▸ **WORK INSTRUCTIONS**:
If a line of the data below contains the string "shirt", copy it into your answer.
** Opening DATA block **
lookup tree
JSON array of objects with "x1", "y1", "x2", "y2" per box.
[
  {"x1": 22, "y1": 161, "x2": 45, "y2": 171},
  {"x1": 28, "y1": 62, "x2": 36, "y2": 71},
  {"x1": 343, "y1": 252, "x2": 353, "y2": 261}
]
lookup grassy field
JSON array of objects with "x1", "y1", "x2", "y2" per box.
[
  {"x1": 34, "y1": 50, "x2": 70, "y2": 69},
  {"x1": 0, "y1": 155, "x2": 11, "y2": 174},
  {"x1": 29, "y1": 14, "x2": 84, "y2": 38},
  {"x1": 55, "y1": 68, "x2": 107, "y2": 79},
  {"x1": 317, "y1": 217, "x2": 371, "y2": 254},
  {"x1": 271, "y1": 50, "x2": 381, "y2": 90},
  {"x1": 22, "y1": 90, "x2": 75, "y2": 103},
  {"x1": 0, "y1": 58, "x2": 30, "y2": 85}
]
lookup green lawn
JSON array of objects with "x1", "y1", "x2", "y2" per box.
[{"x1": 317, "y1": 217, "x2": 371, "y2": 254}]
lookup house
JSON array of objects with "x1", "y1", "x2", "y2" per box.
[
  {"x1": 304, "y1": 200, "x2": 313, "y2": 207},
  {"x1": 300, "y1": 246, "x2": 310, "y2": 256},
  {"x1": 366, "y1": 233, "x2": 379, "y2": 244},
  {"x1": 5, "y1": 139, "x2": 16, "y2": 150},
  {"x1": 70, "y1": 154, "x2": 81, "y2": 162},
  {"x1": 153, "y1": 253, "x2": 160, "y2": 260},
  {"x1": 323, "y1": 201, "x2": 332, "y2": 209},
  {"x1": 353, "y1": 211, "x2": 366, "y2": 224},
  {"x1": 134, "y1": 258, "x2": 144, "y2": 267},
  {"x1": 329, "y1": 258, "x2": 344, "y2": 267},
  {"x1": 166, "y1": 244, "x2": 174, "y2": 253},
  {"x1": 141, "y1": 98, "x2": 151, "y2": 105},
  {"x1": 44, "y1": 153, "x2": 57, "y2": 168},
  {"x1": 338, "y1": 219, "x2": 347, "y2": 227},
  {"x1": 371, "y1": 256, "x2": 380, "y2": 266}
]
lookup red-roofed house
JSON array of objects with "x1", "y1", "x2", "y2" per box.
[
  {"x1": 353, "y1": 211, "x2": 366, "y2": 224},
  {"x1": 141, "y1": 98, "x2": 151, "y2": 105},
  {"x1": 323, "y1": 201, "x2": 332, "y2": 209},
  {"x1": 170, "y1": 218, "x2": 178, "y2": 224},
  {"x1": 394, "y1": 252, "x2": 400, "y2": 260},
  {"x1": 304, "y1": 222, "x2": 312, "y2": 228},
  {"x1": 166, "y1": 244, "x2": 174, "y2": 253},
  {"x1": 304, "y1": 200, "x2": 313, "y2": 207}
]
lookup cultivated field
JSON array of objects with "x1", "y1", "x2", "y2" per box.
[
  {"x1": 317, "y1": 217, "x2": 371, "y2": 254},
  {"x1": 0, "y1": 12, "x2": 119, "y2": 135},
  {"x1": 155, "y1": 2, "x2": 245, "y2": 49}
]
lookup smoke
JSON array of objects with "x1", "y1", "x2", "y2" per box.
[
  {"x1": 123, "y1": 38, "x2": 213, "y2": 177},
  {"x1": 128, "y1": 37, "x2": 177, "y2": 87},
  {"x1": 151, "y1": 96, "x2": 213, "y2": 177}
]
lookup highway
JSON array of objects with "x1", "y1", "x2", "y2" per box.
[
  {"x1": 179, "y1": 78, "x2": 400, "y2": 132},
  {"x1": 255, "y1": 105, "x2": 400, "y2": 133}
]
** Closing DATA block **
** Opening DATA block **
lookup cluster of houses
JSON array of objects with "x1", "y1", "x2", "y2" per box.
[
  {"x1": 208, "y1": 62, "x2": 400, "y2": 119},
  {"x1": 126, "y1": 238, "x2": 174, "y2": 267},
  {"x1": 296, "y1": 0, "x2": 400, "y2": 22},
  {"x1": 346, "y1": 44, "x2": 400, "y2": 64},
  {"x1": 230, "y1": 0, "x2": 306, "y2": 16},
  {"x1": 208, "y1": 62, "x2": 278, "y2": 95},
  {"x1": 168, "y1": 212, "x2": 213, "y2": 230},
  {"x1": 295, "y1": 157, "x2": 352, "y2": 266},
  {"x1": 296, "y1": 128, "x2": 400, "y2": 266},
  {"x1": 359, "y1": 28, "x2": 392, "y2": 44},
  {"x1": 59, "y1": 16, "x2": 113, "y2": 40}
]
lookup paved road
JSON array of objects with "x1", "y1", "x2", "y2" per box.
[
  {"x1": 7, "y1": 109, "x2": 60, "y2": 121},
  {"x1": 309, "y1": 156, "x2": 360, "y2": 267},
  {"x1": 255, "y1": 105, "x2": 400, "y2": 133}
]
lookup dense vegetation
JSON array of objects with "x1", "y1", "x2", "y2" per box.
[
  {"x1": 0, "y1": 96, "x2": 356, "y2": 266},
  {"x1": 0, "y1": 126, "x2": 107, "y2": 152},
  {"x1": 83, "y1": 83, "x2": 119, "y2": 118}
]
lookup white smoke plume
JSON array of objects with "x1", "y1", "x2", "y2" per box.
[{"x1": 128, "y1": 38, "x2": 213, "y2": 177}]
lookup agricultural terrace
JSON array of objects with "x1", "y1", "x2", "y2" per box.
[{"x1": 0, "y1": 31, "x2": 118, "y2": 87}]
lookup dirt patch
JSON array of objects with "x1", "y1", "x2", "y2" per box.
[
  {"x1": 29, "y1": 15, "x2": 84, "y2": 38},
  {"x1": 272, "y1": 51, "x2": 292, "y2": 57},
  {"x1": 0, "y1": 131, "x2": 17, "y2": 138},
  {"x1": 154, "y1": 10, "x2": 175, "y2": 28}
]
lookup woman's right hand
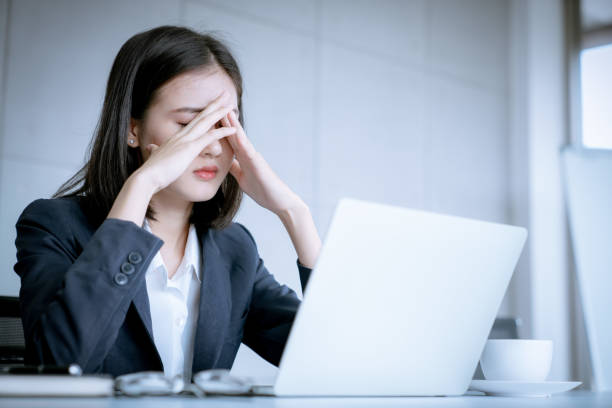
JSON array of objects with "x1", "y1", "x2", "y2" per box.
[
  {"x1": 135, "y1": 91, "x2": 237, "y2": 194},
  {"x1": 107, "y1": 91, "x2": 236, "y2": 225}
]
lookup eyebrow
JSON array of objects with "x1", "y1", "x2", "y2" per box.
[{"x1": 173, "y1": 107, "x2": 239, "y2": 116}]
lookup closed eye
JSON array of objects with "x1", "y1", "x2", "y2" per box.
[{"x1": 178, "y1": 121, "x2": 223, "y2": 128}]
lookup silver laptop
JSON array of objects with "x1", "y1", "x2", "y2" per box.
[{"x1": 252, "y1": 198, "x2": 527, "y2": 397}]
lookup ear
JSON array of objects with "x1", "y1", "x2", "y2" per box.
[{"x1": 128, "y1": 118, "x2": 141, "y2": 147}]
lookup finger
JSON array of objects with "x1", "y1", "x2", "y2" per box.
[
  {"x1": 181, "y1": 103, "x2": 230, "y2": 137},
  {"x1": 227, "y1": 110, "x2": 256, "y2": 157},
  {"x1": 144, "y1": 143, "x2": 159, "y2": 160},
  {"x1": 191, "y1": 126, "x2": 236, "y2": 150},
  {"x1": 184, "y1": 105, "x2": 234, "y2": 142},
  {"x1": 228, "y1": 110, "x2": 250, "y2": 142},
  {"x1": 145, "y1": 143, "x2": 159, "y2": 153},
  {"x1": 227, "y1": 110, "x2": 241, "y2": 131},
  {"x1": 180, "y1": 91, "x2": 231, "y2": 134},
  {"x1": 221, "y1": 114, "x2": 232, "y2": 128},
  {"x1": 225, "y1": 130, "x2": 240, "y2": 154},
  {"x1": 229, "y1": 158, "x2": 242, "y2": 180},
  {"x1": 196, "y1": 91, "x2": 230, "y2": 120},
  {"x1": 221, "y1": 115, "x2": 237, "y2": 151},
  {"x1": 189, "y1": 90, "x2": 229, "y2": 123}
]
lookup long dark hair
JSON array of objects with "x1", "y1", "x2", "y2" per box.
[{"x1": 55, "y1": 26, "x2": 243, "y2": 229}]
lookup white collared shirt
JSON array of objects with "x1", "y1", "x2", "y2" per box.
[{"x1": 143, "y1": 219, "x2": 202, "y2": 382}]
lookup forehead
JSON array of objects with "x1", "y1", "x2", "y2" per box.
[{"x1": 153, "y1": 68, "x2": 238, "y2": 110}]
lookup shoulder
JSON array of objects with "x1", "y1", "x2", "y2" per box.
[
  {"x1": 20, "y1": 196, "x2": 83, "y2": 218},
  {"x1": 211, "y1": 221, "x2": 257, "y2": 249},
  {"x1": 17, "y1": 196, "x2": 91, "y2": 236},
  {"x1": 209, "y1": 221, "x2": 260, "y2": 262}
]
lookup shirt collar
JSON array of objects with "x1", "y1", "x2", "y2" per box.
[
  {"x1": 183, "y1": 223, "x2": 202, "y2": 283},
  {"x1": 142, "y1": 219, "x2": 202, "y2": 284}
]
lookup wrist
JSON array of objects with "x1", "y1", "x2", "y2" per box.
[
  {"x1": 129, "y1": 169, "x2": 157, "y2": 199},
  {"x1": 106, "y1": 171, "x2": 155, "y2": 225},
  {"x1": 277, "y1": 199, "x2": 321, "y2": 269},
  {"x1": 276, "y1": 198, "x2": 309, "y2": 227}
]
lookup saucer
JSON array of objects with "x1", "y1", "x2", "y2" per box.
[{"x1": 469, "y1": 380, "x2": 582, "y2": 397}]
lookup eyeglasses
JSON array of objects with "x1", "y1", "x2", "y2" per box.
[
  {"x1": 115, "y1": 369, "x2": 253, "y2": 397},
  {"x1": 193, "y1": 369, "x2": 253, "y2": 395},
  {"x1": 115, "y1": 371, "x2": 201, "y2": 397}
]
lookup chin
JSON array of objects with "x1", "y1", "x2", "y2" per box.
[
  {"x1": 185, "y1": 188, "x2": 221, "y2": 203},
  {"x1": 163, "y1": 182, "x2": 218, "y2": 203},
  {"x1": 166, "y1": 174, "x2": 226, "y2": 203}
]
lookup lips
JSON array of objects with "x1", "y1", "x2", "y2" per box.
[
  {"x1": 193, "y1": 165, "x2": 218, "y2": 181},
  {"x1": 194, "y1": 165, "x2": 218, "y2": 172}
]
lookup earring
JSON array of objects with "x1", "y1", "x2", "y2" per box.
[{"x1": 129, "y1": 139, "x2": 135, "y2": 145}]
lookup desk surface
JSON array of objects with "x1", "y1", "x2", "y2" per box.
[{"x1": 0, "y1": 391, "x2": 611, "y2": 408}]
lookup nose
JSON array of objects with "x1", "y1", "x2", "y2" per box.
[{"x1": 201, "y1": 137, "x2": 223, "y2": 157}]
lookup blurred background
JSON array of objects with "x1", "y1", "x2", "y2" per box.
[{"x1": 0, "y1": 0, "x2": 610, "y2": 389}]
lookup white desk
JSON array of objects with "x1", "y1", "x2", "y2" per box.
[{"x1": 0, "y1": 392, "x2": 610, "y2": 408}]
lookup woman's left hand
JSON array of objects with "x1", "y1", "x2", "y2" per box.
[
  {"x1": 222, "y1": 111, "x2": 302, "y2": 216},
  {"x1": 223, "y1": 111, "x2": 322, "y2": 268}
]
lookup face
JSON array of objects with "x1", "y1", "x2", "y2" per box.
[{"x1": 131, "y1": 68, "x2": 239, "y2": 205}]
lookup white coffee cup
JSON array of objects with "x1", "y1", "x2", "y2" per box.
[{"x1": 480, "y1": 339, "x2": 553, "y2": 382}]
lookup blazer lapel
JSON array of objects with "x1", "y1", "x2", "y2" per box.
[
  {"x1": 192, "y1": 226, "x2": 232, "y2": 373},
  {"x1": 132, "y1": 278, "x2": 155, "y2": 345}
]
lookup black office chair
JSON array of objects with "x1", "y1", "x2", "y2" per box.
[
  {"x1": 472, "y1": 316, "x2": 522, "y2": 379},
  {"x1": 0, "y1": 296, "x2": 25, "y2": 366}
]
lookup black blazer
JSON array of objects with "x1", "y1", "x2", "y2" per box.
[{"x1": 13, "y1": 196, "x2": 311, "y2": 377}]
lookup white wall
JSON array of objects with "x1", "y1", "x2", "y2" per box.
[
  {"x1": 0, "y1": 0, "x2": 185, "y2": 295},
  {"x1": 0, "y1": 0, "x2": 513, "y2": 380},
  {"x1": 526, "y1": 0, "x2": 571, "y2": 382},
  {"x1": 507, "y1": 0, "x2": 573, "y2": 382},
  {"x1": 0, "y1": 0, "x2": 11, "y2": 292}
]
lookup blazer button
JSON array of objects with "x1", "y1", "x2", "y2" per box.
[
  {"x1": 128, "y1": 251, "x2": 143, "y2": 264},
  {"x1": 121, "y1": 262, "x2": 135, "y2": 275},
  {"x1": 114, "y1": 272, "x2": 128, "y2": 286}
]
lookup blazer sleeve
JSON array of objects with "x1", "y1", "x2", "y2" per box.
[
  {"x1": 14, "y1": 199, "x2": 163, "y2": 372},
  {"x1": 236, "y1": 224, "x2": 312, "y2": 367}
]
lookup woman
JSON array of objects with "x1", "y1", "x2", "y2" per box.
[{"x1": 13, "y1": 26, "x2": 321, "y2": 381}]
** Closing DATA block **
** Opening DATA block **
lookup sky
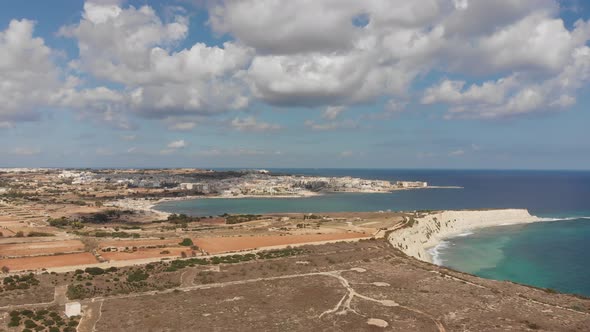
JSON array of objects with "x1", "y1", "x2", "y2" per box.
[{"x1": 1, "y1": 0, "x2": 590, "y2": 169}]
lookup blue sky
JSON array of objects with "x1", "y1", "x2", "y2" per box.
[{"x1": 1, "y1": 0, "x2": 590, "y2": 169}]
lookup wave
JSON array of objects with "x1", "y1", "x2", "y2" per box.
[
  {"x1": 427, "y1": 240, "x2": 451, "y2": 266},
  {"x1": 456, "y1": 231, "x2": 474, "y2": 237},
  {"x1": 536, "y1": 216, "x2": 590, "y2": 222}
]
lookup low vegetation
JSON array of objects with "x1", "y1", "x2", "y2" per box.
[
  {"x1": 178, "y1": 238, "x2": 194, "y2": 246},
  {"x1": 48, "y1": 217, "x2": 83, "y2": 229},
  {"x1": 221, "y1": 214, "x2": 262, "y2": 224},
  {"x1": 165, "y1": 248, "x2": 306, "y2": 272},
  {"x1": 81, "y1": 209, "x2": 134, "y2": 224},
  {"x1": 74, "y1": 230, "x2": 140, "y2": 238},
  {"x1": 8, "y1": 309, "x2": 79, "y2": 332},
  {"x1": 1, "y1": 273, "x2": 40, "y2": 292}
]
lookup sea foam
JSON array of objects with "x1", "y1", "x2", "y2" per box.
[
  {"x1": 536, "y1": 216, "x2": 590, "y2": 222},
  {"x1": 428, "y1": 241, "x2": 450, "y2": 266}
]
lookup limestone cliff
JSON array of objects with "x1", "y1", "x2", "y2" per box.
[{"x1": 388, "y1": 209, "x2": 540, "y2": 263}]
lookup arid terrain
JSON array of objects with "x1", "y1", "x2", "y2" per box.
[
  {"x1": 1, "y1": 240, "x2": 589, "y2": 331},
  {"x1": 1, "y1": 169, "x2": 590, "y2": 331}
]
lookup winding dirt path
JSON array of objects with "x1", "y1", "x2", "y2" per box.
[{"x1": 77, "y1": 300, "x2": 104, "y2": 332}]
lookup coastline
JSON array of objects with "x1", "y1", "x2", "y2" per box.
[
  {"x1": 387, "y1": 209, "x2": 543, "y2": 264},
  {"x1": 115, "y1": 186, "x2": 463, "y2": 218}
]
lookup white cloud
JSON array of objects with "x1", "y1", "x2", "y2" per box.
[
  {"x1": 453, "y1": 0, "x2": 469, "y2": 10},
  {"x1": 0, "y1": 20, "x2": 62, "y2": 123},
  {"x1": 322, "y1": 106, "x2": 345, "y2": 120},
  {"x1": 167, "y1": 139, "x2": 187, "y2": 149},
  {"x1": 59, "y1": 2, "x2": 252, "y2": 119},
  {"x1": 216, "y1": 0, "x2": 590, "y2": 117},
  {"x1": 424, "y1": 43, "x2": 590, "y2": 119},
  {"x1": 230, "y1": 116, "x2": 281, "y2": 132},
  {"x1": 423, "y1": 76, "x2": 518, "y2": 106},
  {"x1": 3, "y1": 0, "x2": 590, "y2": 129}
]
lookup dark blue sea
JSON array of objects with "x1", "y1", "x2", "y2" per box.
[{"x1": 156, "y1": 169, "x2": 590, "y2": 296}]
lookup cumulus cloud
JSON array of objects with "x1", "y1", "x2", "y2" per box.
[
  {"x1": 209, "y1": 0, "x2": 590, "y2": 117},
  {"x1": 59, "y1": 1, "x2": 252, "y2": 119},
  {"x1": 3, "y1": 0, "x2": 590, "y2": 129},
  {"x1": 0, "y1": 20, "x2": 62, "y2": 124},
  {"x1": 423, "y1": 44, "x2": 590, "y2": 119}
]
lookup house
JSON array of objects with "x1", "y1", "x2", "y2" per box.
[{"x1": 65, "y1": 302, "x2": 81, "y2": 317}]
** Closing DATA block **
▸ **RESPONSE**:
lookup white collared shirt
lookup shirt collar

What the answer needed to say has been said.